╔══

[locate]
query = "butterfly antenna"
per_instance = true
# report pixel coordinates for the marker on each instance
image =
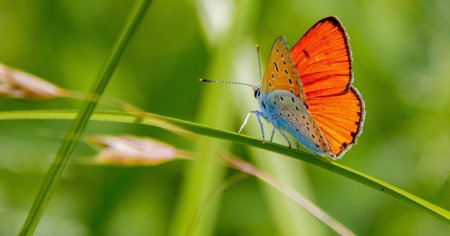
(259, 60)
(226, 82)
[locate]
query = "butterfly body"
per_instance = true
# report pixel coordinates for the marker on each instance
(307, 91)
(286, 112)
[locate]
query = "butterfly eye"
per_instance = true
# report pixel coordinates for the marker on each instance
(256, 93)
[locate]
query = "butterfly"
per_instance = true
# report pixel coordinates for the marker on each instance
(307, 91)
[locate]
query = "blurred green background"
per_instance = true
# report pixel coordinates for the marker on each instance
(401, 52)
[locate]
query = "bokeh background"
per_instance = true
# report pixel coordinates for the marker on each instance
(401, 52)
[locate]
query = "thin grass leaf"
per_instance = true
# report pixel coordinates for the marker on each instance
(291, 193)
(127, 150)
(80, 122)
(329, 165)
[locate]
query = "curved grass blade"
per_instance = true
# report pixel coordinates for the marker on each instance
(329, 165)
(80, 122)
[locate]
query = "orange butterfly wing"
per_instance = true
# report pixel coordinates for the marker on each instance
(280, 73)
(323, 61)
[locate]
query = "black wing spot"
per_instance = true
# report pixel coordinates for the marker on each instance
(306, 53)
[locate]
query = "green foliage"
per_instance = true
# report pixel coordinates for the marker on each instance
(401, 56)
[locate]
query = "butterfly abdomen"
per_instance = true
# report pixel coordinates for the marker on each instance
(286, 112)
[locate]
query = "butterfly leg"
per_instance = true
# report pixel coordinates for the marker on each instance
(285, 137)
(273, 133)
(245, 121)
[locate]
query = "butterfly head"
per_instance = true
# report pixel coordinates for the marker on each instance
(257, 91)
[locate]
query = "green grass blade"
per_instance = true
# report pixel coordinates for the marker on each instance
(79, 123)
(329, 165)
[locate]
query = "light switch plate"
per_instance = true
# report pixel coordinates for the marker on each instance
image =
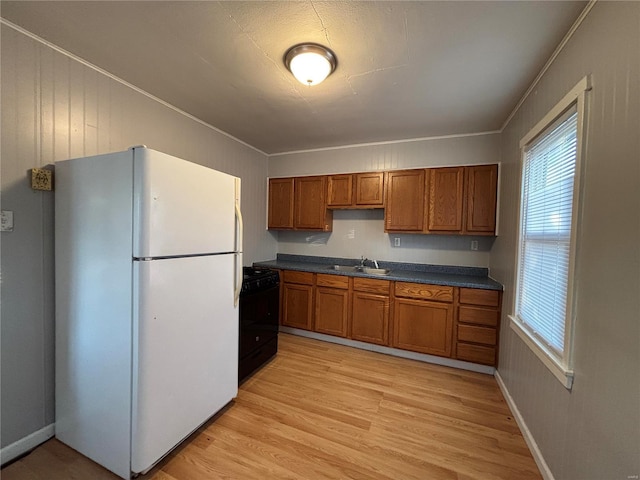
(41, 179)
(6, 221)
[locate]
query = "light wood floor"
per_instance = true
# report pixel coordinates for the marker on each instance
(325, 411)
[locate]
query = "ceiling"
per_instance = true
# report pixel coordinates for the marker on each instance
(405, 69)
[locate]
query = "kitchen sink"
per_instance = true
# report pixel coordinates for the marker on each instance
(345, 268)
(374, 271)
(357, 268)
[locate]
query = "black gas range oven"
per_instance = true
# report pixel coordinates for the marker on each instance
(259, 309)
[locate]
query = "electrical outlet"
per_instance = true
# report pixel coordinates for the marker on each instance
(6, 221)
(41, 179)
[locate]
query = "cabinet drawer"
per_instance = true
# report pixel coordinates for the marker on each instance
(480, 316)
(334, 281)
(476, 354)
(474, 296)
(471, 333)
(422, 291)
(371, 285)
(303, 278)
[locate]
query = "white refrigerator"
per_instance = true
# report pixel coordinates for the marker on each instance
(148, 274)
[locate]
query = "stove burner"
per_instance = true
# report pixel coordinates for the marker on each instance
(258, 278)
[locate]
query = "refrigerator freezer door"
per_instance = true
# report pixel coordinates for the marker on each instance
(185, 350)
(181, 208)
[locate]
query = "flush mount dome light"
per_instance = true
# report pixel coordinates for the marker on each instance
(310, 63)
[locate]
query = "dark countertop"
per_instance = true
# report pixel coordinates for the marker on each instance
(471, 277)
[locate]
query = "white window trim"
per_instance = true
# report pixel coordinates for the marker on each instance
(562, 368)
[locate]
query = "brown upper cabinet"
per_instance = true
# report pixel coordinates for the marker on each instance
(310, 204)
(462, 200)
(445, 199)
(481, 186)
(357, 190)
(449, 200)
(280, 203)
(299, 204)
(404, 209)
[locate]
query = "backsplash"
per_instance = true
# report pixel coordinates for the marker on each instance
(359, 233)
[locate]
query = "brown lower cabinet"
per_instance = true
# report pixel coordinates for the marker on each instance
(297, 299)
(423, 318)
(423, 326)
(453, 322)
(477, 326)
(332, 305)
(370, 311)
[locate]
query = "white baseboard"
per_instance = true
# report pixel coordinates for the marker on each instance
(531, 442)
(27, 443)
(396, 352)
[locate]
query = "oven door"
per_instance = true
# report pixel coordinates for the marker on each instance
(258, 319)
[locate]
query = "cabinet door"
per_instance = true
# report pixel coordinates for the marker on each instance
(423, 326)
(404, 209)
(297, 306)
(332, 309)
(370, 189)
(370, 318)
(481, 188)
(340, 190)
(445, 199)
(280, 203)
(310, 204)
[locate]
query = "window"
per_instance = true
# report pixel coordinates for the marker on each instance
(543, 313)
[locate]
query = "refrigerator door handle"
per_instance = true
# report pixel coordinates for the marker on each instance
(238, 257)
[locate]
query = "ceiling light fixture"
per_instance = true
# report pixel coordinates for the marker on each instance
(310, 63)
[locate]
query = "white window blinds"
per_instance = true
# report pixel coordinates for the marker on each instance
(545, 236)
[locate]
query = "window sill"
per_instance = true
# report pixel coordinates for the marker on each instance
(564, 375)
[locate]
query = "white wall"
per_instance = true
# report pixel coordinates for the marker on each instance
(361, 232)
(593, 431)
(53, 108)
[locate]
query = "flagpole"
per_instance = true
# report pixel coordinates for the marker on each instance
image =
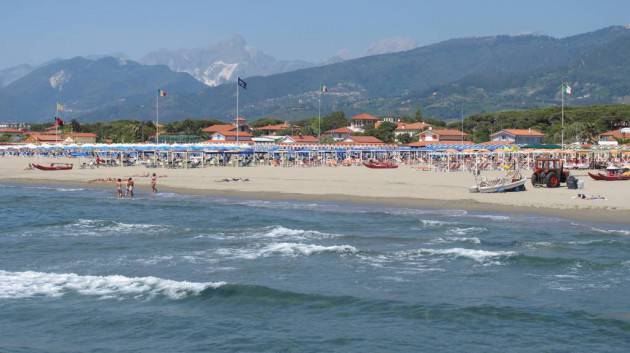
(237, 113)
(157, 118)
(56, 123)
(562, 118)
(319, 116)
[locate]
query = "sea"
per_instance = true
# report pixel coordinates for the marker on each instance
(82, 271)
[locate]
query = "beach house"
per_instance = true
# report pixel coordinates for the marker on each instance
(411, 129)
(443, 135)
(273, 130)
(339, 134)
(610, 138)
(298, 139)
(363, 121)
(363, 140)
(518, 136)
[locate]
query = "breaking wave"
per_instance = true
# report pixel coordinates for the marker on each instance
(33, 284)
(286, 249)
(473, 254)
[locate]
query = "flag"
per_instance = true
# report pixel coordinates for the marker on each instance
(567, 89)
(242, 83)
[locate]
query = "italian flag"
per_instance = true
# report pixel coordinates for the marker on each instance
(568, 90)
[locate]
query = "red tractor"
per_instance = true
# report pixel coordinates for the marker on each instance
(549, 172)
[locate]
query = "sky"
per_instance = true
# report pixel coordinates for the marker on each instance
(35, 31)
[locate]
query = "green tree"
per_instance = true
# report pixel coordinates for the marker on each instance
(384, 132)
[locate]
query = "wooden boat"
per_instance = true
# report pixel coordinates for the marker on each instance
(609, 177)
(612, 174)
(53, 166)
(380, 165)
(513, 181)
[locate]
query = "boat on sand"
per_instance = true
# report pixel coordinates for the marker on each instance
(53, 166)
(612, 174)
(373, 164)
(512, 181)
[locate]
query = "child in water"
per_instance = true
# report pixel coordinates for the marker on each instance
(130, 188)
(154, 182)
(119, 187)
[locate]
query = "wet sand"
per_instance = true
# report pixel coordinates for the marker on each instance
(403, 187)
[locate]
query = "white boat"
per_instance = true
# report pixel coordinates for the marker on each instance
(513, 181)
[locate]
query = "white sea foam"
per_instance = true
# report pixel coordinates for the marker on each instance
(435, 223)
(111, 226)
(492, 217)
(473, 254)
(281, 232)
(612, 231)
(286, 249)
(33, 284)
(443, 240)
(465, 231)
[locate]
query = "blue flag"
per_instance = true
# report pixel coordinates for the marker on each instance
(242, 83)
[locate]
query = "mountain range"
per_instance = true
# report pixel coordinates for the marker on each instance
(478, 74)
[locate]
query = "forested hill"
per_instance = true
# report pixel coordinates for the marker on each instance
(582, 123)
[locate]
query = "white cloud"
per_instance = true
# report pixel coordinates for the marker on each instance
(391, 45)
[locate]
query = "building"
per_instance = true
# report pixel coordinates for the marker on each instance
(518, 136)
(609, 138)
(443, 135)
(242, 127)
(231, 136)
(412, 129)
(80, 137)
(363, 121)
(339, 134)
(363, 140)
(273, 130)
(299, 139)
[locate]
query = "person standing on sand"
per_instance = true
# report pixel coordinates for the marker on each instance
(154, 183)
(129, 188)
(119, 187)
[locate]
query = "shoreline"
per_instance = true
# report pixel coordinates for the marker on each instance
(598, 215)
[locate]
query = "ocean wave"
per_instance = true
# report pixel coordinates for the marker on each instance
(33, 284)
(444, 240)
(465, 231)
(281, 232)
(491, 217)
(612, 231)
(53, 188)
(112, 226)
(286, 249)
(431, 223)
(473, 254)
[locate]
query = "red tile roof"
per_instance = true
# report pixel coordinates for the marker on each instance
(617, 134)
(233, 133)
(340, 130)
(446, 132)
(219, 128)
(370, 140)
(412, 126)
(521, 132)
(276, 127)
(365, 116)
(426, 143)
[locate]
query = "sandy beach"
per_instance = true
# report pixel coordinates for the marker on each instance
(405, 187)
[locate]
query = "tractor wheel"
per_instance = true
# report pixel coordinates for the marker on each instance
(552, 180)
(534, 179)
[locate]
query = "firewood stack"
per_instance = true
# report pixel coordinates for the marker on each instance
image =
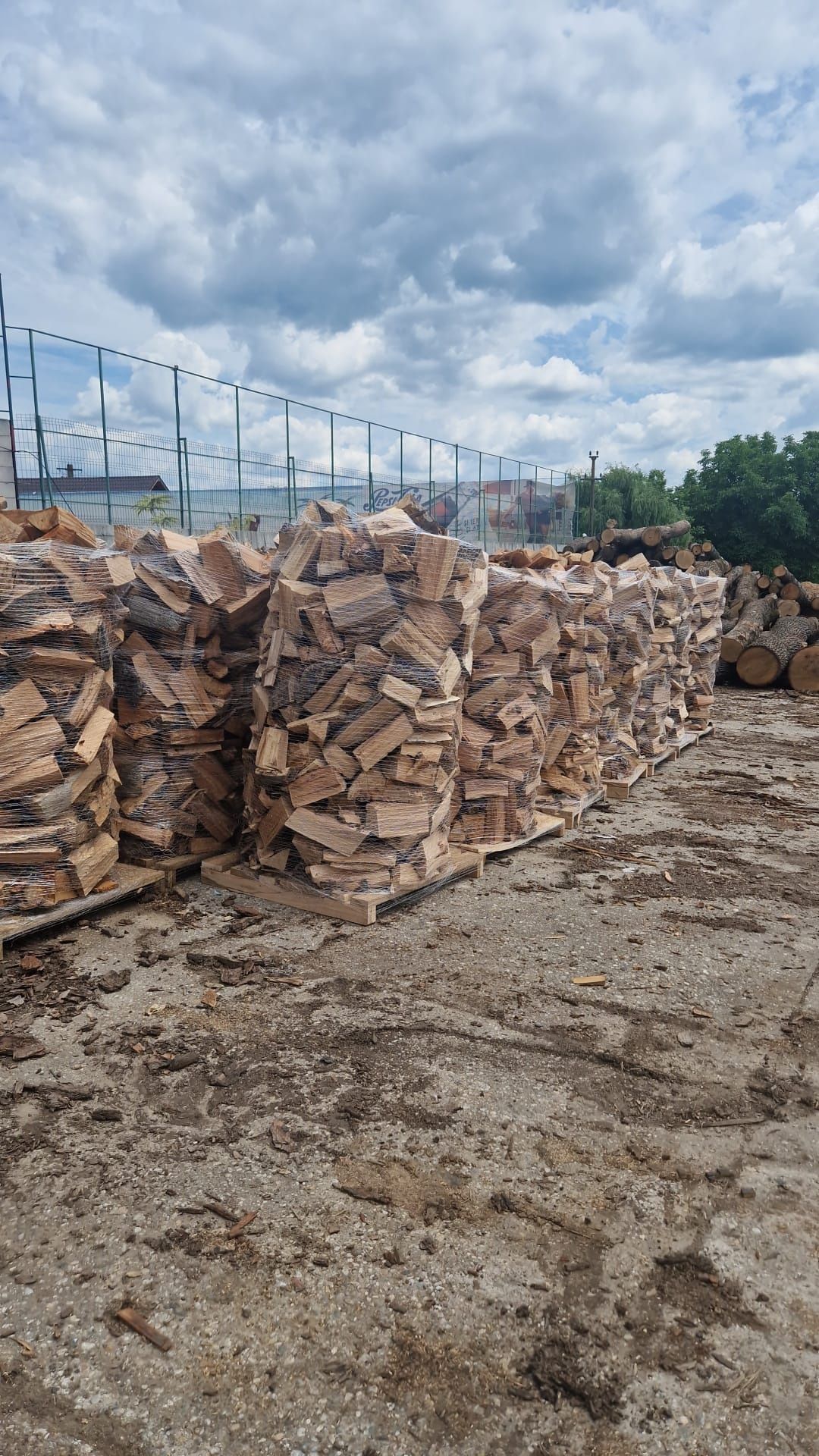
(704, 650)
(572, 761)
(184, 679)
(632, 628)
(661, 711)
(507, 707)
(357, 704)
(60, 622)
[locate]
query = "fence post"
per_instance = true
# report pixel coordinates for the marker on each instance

╚══

§ Exercise prompt:
The required output is a copy of each line in the records where the string "oven" occurs.

§ Answer box:
query = "black gas range oven"
query = "oven door"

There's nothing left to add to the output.